— Task brief —
Write out the full set of records exactly. Any pictures in them do not belong in the copy.

---*---

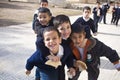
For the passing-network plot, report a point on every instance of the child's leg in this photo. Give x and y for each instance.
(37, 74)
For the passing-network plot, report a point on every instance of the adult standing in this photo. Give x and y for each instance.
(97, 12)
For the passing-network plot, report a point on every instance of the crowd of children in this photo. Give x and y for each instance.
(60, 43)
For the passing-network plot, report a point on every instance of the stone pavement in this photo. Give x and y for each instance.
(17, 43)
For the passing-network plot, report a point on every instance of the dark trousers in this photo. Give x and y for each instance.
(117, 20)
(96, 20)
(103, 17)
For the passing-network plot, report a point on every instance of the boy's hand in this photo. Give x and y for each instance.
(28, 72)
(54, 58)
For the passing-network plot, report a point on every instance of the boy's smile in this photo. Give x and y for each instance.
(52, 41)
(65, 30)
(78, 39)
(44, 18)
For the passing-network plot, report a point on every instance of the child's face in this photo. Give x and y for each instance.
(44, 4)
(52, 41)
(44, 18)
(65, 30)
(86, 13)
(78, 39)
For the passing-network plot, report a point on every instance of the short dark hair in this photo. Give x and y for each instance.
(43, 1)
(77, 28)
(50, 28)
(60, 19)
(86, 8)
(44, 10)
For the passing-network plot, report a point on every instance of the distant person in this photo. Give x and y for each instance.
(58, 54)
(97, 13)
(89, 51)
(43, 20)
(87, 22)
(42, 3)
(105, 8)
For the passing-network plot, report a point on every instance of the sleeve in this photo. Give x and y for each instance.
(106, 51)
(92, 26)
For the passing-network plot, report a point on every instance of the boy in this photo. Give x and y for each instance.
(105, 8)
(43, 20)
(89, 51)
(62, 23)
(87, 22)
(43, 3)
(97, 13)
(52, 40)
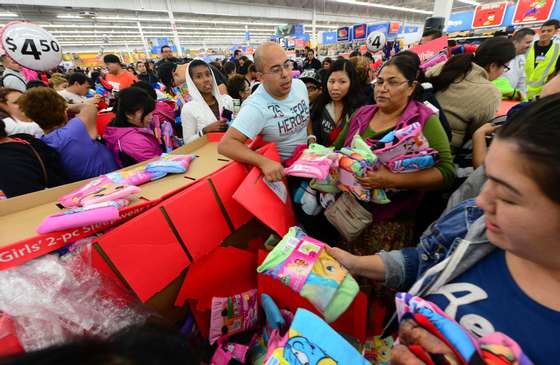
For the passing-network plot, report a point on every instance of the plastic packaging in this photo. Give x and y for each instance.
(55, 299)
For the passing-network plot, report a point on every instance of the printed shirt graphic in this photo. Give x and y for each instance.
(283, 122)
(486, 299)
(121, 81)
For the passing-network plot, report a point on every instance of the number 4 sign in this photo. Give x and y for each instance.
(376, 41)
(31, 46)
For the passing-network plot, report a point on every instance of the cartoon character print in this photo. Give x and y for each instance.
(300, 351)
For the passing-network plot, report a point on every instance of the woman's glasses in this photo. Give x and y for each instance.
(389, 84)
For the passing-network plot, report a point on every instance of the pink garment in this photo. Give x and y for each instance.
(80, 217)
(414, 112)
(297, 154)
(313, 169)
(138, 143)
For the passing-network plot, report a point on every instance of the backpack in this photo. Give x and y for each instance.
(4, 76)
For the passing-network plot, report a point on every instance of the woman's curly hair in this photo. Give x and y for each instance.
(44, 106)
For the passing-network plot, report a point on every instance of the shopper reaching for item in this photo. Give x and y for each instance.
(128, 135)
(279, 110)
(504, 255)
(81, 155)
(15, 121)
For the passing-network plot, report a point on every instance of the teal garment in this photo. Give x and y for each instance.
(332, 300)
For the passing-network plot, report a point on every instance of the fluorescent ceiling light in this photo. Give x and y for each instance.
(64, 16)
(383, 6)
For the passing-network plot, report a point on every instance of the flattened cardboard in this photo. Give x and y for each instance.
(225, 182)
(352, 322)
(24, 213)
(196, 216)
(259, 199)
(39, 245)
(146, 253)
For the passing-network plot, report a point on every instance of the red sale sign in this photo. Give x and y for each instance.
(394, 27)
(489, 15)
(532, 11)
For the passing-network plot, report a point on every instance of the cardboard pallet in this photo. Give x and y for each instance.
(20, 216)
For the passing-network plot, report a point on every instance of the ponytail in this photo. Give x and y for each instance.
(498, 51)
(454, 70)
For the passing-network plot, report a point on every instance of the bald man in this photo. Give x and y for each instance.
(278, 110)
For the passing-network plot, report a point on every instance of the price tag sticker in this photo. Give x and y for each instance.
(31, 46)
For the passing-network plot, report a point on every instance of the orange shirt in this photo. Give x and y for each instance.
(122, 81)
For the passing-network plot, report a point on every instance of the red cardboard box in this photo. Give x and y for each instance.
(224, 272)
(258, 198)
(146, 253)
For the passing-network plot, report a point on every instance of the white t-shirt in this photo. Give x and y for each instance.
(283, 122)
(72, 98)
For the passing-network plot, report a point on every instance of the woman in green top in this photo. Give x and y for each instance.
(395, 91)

---*---

— Solution to this problem —
For the passing-network plot, report a point on every instance of the child's leg in this photo. Give x and y for each instance.
(37, 74)
For the passing-network plot, report a point on every instance of the adult standing in this photo. Give x and y for each instance.
(97, 12)
For the passing-network plot, report a point on every instance of the crowd of children in this photo. Give x and y for each instance.
(60, 43)
For the passing-network plot, report a point on every instance of the stone pavement in this photo. Give x and y for each instance.
(17, 43)
For the passing-network plot, report a point on every instance of the dark trousers in this photo. Give x and y for each instance.
(117, 20)
(96, 20)
(103, 17)
For the passing-network plot, report a point on every instance of the boy's hand in this photo. Give x and y for each instance.
(28, 72)
(54, 58)
For the passing-network plot, report a point on every instance of the boy's smile in this photo. Give x and y for each instance.
(52, 41)
(65, 30)
(78, 39)
(44, 18)
For the passing-network plot, report a point on every instance of the child's face in this photo. Give x and y for each instance.
(44, 4)
(52, 41)
(44, 18)
(65, 30)
(86, 13)
(78, 39)
For the passing-network plot, report a point on every instance of the short dark hair in this photo. Give x and y for each instance.
(43, 1)
(77, 28)
(50, 28)
(60, 19)
(86, 8)
(44, 10)
For the passing-network plot, report a point on every instance of the distant person in this photo. Give x and y for each instance.
(58, 54)
(97, 13)
(89, 51)
(43, 20)
(87, 22)
(42, 3)
(105, 8)
For the passing-network plot, report a point on every instance of the sleeve in this photo. Give x and y for each instance.
(106, 51)
(92, 26)
For the passing-network plot, report a point on every instance of the boy in this photo. Give x and y for each instance.
(105, 8)
(43, 20)
(89, 51)
(62, 23)
(87, 22)
(43, 3)
(97, 13)
(52, 40)
For the passing-network plot, report a point on every instance of the plastic packaging in this photo. Give x and y for each instance.
(55, 299)
For the passing-network plot, report a point on every instance of the printed shirt graphic in this photo. Give x and y for each instance.
(283, 122)
(486, 299)
(121, 81)
For the passing-network plot, report a point on every instance of the number 4 sign in this photo. Give x and y for each instance.
(376, 41)
(31, 46)
For the passing-network plot, report a point on every instance of the cartoon character print in this photo. Give x and y for each instance.
(300, 351)
For the passing-network plot, report a point on every instance of the woman's glasses in this photo. Give x and y for each instance.
(389, 84)
For the passing-network plot, report a point on every instance of the pink garment in this photo. Give x and y for each instance.
(80, 217)
(414, 112)
(297, 154)
(313, 169)
(138, 143)
For the passing-network plot, report a point on every instance of the backpack in this photo. Give x and y for each instance.
(4, 76)
For the passing-network plot, report a point on every instance of the woman's curly hair in this photo. Give x and y for each instance.
(44, 106)
For the passing-network plot, report a point on every instance of the shopper reaching for item in this photo. Give x and y for each instance.
(128, 135)
(279, 110)
(504, 255)
(81, 155)
(15, 121)
For the passing-network plot, report a point on every instance of the teal garment in this photo. Give x and y for each instance.
(332, 300)
For the passing-network plot, report a point on every instance of the fluorescent ceiling light in this photo. Give x and y for each instance.
(64, 16)
(383, 6)
For the passing-network plot, report a point on every instance of the flattened cardboard in this photo. Give x and y for each instance.
(225, 182)
(352, 322)
(24, 213)
(196, 216)
(259, 199)
(39, 245)
(146, 253)
For the passing-network plot, report a point on every instance of the red sale sign in this photo. Give x and y for each instance.
(394, 27)
(489, 15)
(532, 11)
For the passing-network plot, report a point on every instance of the cardboard pallet in this photo. Give x and y for each instance.
(20, 216)
For the passing-network plot, report a point on every instance of the ponytail in this photo. Give x and y for each instance.
(498, 51)
(454, 70)
For the passing-network plot, report a point on every instance of the bald man in this photo. Give x and y for each instance.
(278, 110)
For the passing-network plot, report a point on every instance of the price tag sticker in this photo. Give x and y for each instance.
(31, 46)
For the passing-network plot, report a point on every instance of the orange shirt in this photo. Give x and y for each instance.
(122, 81)
For the passing-network plot, report a point on every instance of the red cardboard box in this photo. Give x and y for each instance.
(224, 272)
(258, 198)
(146, 253)
For the passing-network plot, report a point on every instance of the white t-shirt in this photo. Give x and y for each instance.
(283, 122)
(72, 98)
For the passing-network plot, report a point on every instance of the woman in green top in this photo. Give x and y for each instance.
(395, 91)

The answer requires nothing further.